» About this exercise
All of the data is to be printed again exactly as it appears.
═════ Supplied material
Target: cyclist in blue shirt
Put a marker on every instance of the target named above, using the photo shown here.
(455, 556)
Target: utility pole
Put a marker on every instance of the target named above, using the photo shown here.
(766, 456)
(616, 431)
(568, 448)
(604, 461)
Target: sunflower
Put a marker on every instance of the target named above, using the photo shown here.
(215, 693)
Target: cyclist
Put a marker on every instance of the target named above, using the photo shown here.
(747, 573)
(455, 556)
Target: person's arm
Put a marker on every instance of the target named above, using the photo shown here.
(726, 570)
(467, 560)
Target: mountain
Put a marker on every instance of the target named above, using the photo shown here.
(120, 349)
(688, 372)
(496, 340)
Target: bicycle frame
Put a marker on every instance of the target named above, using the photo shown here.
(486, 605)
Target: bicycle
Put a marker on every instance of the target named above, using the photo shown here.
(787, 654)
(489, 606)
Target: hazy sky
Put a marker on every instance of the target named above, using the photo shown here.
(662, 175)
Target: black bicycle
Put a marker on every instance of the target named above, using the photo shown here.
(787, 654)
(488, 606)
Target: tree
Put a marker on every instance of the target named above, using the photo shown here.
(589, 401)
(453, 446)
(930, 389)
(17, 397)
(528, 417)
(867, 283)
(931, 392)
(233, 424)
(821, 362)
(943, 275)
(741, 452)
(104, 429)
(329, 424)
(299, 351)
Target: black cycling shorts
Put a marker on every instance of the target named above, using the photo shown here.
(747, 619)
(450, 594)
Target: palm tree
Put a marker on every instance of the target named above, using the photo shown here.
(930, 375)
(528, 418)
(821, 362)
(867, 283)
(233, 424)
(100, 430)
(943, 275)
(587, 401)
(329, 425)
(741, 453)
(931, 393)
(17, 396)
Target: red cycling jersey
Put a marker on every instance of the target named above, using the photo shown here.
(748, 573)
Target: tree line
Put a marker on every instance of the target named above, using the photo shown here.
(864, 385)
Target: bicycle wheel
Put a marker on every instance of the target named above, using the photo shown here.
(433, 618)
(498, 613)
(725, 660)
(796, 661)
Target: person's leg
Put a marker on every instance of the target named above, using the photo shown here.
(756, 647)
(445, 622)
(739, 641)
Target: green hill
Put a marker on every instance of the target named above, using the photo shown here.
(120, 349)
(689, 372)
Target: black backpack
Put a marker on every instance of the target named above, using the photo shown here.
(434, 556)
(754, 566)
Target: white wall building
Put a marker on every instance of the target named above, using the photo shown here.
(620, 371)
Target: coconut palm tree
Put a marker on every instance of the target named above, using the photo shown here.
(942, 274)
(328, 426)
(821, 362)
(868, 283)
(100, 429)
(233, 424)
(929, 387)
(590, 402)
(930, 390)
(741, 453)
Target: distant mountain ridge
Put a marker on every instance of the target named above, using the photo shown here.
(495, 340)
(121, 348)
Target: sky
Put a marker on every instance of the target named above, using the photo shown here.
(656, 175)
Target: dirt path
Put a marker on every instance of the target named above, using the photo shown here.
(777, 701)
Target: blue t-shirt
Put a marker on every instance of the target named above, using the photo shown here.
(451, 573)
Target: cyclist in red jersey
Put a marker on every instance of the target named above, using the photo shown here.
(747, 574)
══════════
» Task output
Target: cyclist in blue shirt
Put a marker on every instance of the target named above, using the photo shown here.
(455, 556)
Target: utility pole
Put a marker on every instance of the target named above, using the photo shown here.
(766, 456)
(616, 431)
(568, 448)
(604, 461)
Target: sunflower
Put a marker on every instance of the target named above, using the photo shown here.
(215, 693)
Target: cyclist
Put a marker on every instance of the target named above, using the photo shown here.
(747, 573)
(455, 556)
Target: person's arm
Put a marker on every instance of the target named above, using the photo shown here.
(726, 570)
(467, 560)
Target: mountain
Put a marker on every instance of the target named above, using the photo shown here.
(120, 349)
(688, 372)
(496, 340)
Target: bicycle frame
Put a marker on every instance of the target named above, using the photo shown here.
(486, 605)
Target: bicycle
Put a marker on every instance of the target named above, using the photo shown here.
(787, 654)
(489, 606)
Target: hazy sky
Put a marker on every instance of the target named above, using the photo shown here.
(662, 175)
Target: black bicycle
Put a marker on every instance of the target named above, using the photo shown here.
(787, 654)
(488, 606)
Target: tree
Put a marker on every instance of the target named above, using the photo shown here.
(589, 401)
(453, 446)
(930, 389)
(17, 397)
(528, 417)
(867, 283)
(931, 392)
(233, 424)
(821, 362)
(943, 275)
(741, 452)
(104, 429)
(329, 424)
(299, 351)
Target: black cycling shorts
Put a marker on every instance of the target named above, using the photo shown here.
(747, 619)
(450, 594)
Target: palm tree
Put a marker on every instance of the target named above, using the photo shown here.
(930, 375)
(528, 418)
(821, 362)
(867, 283)
(233, 424)
(100, 430)
(943, 275)
(587, 401)
(329, 425)
(741, 453)
(931, 393)
(17, 396)
Target: red cycling jersey
Put a marker on every instance of the target named above, using the photo shown here.
(748, 573)
Target: tree line
Put a marker on every instance of the target named above, using the photo shown here.
(864, 385)
Target: bicycle wheel
Put a marker on every instance of the target named above, using the photo shown here.
(433, 618)
(498, 613)
(725, 660)
(796, 661)
Target: person's leg
Put a marker on every instance of the target named above, using the photo shown here.
(756, 647)
(445, 622)
(739, 641)
Target: green hill
Put a marker on every instance of the target named above, using the photo shown here.
(120, 349)
(689, 372)
Target: black backpack
Put a marker on every instance of the target named above, using the photo shown here.
(434, 556)
(754, 566)
Target: white wall building
Put a marker on every instance of the target named above, using the photo shown here.
(620, 371)
Target: coconut palm tree
Put a marker on every instance of the target named above, using the photo shown here.
(942, 274)
(328, 426)
(821, 362)
(868, 283)
(100, 429)
(233, 424)
(929, 387)
(590, 402)
(930, 390)
(741, 453)
Target: distant mountain ridge
Put a marker on every instance of the target named above, using the photo shown here.
(495, 340)
(121, 348)
Target: sky
Put a marker on every instance of the target named above, using the photo shown here.
(656, 175)
Target: dirt path
Put a marker on every instance of the target named above, using the photo shown here.
(777, 701)
Target: blue t-shirt
Put a marker on every instance of the target named above, using the photo shown here.
(451, 573)
Target: cyclist in red jersey
Put a marker on every instance of the target named above, using the photo shown here.
(747, 574)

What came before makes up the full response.